(Study text):
-.-.-
PostEra
Many diseases are caused by proteins in the body being too inactive or too active. As such, most drugs work by stopping or activating proteins. Here we will focus on stopping proteins (so-called inhibitors).
The way proteins work is akin to a key opening a lock - a protein can be thought of as a large object with a small keyhole. The goal of a medicinal chemist is to find a molecule - a key - that can slot perfectly into the keyhole.
However, biology doesn't like medicinal chemists. Many proteins share similar "keyholes". A key that switches off a desired protein could also switch off other similar proteins. Whilst shutting down the disease-causing protein is good, shutting down other essential proteins is bad. That's why drugs have side-effects.
In the drug discovery process, medicinal chemists will typically want to design molecules that are "selective" - i.e. it only interacts with the targeted protein and nothing else. This is challenging because it is hard to know, by eye, what are the molecular features that cause binding to one protein, but not other very similar proteins.
-.-.-
(Information):
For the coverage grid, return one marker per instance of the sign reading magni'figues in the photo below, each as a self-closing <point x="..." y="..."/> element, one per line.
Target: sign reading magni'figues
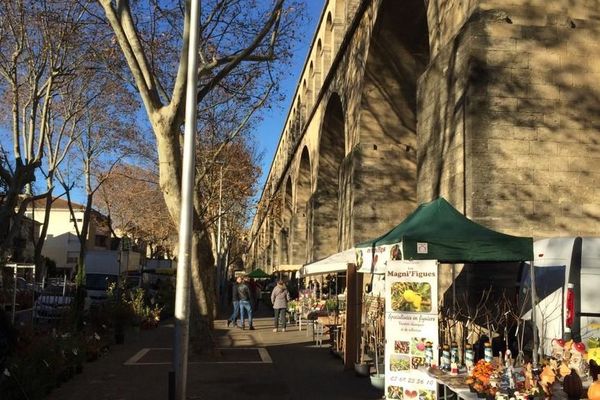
<point x="411" y="328"/>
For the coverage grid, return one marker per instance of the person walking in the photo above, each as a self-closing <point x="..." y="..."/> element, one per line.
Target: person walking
<point x="280" y="297"/>
<point x="235" y="300"/>
<point x="245" y="301"/>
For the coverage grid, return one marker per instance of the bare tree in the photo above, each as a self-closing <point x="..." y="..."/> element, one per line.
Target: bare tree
<point x="134" y="204"/>
<point x="106" y="135"/>
<point x="41" y="48"/>
<point x="239" y="40"/>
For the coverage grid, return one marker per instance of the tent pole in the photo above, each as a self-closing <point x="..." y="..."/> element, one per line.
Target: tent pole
<point x="453" y="289"/>
<point x="533" y="312"/>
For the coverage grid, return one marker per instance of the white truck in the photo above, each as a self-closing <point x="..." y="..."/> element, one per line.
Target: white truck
<point x="103" y="267"/>
<point x="567" y="278"/>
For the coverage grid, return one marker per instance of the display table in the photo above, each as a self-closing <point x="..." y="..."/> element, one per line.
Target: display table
<point x="452" y="386"/>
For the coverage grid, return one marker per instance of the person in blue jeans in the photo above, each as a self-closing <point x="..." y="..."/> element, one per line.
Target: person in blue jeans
<point x="235" y="300"/>
<point x="280" y="297"/>
<point x="245" y="299"/>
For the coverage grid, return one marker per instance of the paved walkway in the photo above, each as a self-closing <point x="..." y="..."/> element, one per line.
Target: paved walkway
<point x="257" y="364"/>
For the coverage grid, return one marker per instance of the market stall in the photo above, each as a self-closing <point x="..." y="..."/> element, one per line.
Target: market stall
<point x="336" y="309"/>
<point x="436" y="232"/>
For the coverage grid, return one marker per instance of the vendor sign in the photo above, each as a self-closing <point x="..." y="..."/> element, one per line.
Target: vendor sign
<point x="411" y="328"/>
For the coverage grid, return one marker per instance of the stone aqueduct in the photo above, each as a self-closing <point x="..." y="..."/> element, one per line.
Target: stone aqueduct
<point x="493" y="104"/>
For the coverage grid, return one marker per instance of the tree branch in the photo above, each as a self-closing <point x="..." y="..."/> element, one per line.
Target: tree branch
<point x="139" y="70"/>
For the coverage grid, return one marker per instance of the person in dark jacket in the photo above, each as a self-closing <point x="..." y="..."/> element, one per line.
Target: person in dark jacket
<point x="235" y="300"/>
<point x="245" y="299"/>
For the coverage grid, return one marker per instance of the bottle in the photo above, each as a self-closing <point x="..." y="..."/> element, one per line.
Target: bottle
<point x="445" y="364"/>
<point x="487" y="352"/>
<point x="454" y="353"/>
<point x="429" y="354"/>
<point x="469" y="357"/>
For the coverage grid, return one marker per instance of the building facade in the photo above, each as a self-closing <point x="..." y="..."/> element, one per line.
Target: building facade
<point x="62" y="244"/>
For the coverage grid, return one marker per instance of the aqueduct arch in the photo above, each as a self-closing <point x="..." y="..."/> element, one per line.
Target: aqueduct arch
<point x="325" y="201"/>
<point x="484" y="103"/>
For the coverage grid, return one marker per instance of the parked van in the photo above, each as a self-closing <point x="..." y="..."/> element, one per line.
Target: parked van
<point x="567" y="278"/>
<point x="104" y="267"/>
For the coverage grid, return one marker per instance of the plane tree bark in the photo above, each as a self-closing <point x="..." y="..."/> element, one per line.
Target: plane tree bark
<point x="39" y="47"/>
<point x="239" y="43"/>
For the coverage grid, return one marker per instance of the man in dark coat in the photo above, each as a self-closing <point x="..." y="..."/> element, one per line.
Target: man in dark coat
<point x="235" y="300"/>
<point x="245" y="299"/>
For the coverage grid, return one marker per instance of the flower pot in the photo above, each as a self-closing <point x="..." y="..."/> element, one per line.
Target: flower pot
<point x="378" y="381"/>
<point x="362" y="369"/>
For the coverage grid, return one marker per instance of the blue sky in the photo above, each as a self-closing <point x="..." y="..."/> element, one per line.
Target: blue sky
<point x="269" y="130"/>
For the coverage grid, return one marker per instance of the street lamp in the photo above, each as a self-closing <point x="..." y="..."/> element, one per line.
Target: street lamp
<point x="219" y="267"/>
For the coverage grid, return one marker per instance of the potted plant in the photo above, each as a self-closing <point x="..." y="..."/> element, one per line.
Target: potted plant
<point x="362" y="367"/>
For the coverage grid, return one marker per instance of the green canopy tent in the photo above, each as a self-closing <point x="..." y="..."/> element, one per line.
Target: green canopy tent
<point x="437" y="231"/>
<point x="258" y="274"/>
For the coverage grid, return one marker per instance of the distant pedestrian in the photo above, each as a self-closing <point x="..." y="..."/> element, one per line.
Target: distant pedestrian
<point x="245" y="299"/>
<point x="280" y="297"/>
<point x="235" y="300"/>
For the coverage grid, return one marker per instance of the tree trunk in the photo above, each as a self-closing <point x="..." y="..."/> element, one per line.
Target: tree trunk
<point x="39" y="244"/>
<point x="202" y="301"/>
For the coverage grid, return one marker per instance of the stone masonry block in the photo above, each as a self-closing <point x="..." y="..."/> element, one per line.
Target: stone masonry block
<point x="548" y="149"/>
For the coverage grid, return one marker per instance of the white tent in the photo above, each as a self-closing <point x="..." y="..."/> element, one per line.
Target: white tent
<point x="334" y="263"/>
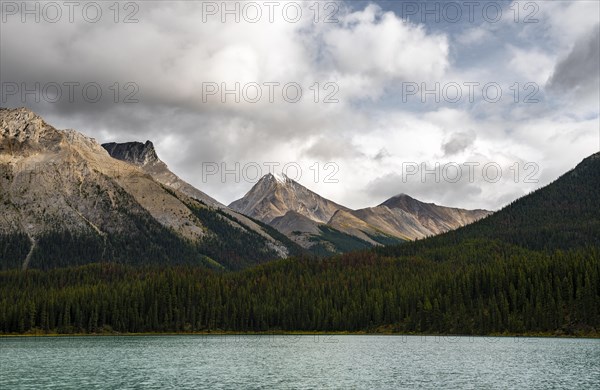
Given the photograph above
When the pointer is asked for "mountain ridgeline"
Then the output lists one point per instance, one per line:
(325, 227)
(65, 201)
(532, 268)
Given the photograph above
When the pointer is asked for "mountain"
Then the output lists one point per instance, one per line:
(65, 201)
(532, 269)
(324, 226)
(406, 217)
(560, 216)
(143, 155)
(273, 196)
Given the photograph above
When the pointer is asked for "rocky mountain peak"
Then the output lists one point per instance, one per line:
(23, 125)
(137, 153)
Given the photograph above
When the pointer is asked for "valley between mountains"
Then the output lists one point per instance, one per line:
(106, 239)
(67, 200)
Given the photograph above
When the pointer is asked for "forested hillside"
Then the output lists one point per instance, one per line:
(533, 267)
(488, 288)
(563, 215)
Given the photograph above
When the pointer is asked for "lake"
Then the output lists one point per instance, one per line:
(297, 362)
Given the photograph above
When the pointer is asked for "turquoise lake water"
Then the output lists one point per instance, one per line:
(298, 362)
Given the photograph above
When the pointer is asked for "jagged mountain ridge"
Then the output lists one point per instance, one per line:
(273, 197)
(64, 199)
(144, 156)
(299, 212)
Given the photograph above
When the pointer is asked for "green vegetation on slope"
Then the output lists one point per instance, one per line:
(533, 267)
(493, 288)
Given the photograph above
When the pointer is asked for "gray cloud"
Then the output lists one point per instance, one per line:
(171, 52)
(579, 70)
(458, 142)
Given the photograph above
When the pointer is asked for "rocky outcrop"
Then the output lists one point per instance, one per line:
(297, 212)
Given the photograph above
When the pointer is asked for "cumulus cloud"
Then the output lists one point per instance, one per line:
(171, 53)
(579, 71)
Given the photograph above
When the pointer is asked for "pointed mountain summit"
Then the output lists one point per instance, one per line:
(144, 156)
(314, 221)
(65, 201)
(273, 196)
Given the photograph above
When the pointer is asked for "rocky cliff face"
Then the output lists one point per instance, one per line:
(72, 200)
(144, 156)
(134, 152)
(298, 212)
(273, 197)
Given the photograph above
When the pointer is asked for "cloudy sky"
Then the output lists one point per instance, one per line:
(462, 105)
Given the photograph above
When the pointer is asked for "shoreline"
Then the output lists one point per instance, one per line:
(300, 333)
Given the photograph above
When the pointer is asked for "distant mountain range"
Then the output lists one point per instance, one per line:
(67, 200)
(323, 226)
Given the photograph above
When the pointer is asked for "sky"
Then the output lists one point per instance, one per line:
(464, 104)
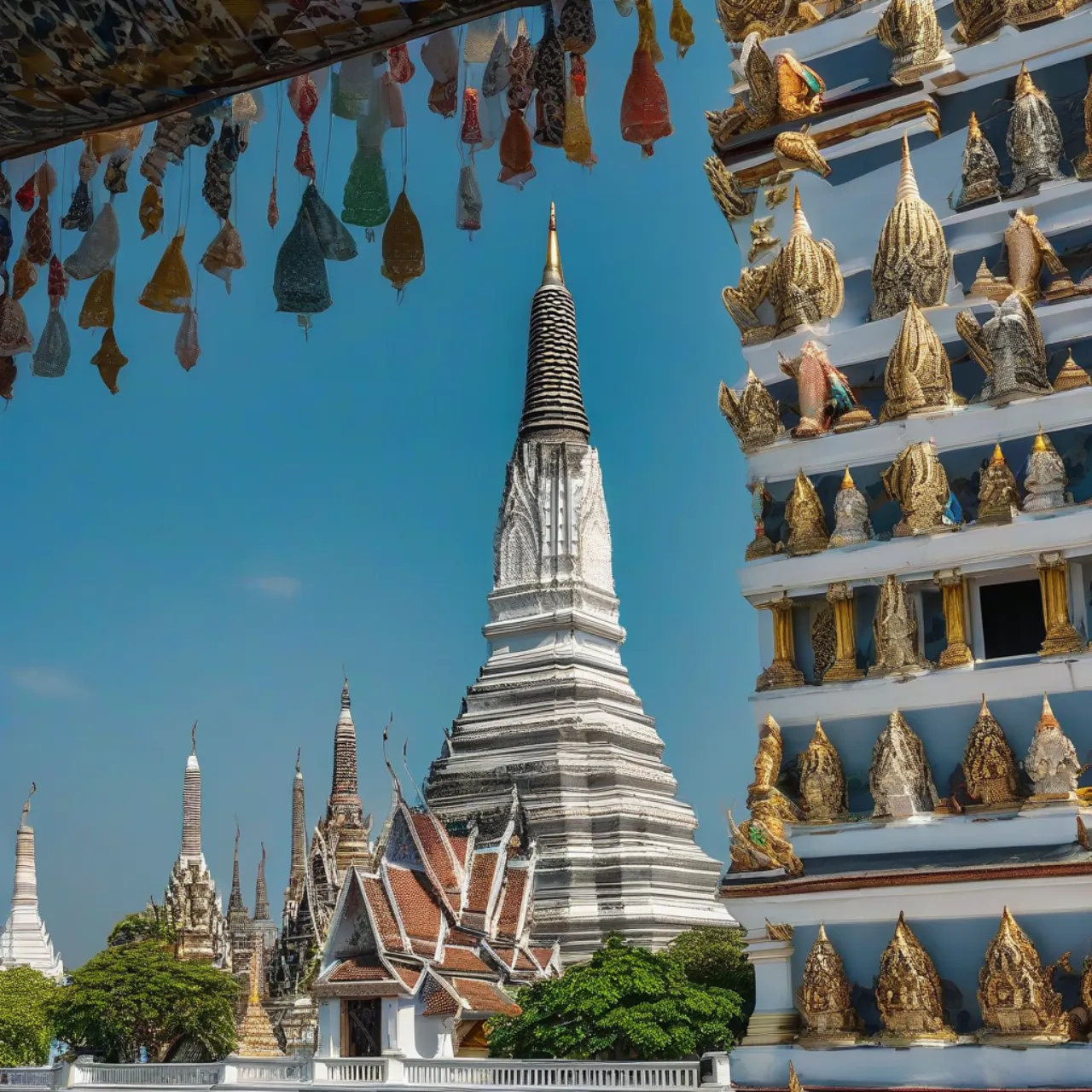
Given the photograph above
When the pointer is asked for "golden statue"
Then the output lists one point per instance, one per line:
(912, 259)
(852, 525)
(752, 415)
(909, 30)
(799, 152)
(1083, 163)
(908, 993)
(765, 802)
(1072, 375)
(826, 398)
(916, 479)
(894, 632)
(823, 794)
(919, 375)
(743, 303)
(981, 170)
(998, 496)
(758, 845)
(1016, 991)
(1009, 348)
(900, 779)
(732, 199)
(826, 997)
(807, 523)
(1044, 478)
(1034, 137)
(806, 284)
(989, 764)
(1051, 763)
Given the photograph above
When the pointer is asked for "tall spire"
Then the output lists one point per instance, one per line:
(24, 940)
(553, 402)
(261, 894)
(191, 803)
(299, 860)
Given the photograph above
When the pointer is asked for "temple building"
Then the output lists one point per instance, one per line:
(915, 873)
(421, 947)
(553, 712)
(24, 940)
(190, 897)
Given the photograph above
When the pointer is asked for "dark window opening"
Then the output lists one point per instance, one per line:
(1011, 619)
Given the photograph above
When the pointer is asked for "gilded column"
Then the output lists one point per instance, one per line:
(783, 671)
(845, 669)
(1060, 636)
(954, 589)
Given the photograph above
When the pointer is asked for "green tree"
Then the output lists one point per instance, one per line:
(626, 1002)
(26, 1022)
(139, 994)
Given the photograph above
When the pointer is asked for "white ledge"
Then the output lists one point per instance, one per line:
(1065, 322)
(962, 1066)
(936, 689)
(951, 429)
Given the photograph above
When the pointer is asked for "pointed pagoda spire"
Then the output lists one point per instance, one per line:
(553, 402)
(261, 894)
(235, 900)
(191, 803)
(299, 860)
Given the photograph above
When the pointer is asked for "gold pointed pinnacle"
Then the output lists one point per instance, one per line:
(552, 272)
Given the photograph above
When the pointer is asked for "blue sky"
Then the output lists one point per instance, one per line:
(215, 545)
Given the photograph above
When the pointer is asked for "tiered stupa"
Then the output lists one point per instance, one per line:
(24, 940)
(190, 897)
(553, 711)
(916, 874)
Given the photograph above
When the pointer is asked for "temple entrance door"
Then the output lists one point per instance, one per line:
(361, 1029)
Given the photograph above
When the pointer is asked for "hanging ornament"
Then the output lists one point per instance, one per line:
(299, 281)
(520, 66)
(272, 212)
(117, 170)
(403, 246)
(440, 55)
(15, 334)
(170, 289)
(549, 75)
(8, 375)
(480, 35)
(472, 128)
(401, 68)
(151, 210)
(57, 281)
(468, 200)
(578, 136)
(24, 276)
(681, 28)
(97, 248)
(515, 152)
(51, 356)
(576, 26)
(80, 215)
(109, 359)
(224, 254)
(24, 195)
(97, 311)
(646, 116)
(187, 347)
(39, 234)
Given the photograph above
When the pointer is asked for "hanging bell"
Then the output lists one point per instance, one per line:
(170, 289)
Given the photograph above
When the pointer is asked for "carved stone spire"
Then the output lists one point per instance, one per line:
(191, 804)
(553, 402)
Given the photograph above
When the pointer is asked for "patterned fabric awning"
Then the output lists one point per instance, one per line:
(71, 67)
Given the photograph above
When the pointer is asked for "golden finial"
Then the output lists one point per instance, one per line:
(552, 272)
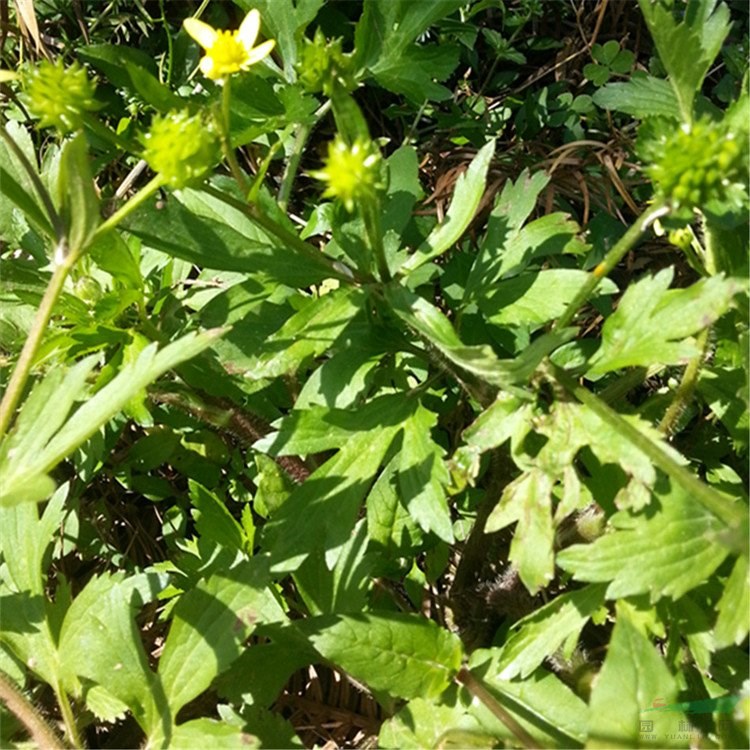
-.-.-
(Questions):
1: In the PostEra text on drug selectivity, what causes drugs to have side-effects?
2: Carry on the PostEra text about selective protein inhibitors from its final sentence.
The material plays no part in what follows.

(Numbered answers):
1: A molecule that switches off the disease-causing protein can also switch off other, similar proteins that are essential.

2:
That's where machine learning becomes useful!
If we can build models that predict the ability of a molecule to stop different proteins, we can design molecules that can selectively stop the target protein but not others.
In this problem, we will focus on the JAK (Janus-associated kinase) family of proteins. This family has 4 similar proteins: JAK1, JAK2, JAK3 and TYK2. The JAK family is strongly associated with diseases such as cancer and inflammation.
There are already several approved JAK inhibitors to treat human diseases, including tofacitinib (an unselective JAK inhibitor from Pfizer) for rheumatoid arthritis, ruxolitinib (a selective JAK1/2 inhibitor from Incyte) for intermediate- or high-risk myeloproliferative neoplasms, baricitinib (a selective JAK1/2 inhibitor) for the treatment of rheumatoid arthritis, and peficitinib (an unselective JAK inhibitor) approved in Japan for treatment of rheumatoid arthritis. However, there is a strong hypothesis that the side-effects of these drugs are caused by hitting JAK2 as collateral damage. Designing selective JAK inhibitors has been a major focus in the pharma industry.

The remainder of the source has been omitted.